▶ PROVIDED MATERIAL
= = = =

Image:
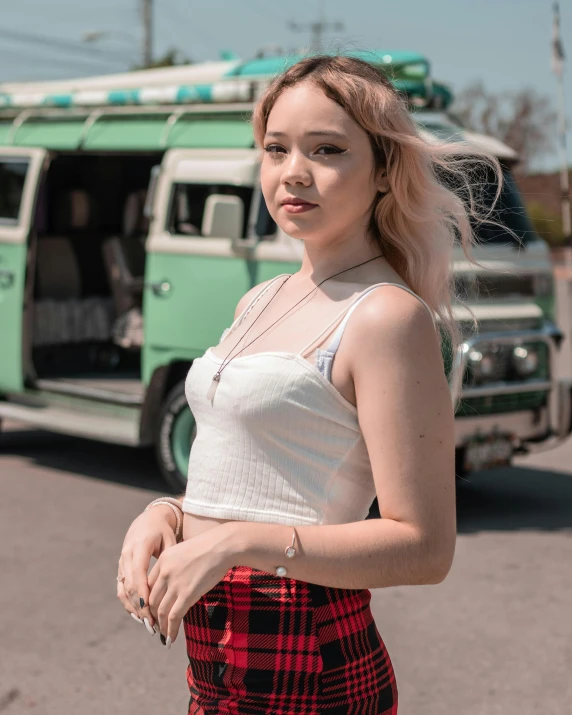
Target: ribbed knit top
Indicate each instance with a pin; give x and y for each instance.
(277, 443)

= = = =

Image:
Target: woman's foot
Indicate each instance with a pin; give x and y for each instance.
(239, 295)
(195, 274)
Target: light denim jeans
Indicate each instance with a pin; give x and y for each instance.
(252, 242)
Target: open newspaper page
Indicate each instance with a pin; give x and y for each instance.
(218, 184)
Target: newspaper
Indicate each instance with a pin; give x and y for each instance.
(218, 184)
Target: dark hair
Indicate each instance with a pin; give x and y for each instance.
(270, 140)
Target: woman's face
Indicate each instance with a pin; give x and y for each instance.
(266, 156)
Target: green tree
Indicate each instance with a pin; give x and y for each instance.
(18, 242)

= = = =

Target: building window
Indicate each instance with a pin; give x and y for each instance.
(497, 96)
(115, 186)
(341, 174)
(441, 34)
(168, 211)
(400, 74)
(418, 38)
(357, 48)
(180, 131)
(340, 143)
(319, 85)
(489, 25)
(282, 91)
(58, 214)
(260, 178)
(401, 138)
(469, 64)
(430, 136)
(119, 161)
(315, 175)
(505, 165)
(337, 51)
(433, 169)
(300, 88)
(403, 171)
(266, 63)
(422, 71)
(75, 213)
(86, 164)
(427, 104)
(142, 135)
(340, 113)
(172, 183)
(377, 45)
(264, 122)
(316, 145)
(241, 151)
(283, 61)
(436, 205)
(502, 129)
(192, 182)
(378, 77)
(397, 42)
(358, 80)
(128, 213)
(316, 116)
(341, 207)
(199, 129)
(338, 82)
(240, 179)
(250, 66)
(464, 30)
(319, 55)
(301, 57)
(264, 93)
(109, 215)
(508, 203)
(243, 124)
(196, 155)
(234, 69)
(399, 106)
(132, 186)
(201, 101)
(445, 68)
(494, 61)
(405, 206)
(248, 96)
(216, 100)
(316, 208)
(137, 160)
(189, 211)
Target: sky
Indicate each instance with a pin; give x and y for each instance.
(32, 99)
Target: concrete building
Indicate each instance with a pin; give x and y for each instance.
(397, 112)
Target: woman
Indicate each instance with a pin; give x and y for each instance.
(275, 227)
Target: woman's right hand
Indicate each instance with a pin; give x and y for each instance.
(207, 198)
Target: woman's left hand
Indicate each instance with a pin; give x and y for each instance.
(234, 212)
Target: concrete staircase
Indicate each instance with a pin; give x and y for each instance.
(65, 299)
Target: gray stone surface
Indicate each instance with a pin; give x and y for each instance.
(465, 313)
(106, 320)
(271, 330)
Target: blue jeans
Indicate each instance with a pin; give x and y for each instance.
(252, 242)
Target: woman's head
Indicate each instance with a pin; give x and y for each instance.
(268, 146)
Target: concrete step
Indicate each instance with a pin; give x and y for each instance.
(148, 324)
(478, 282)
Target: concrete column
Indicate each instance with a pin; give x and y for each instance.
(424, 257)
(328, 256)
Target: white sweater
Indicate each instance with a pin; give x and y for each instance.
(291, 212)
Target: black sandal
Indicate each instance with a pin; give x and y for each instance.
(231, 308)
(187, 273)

= = = =

▶ THE EXERCISE
Find every line in the records above that contains the word "building" and copy each of those lines in full.

▶ RESULT
Target: building window
Target: concrete building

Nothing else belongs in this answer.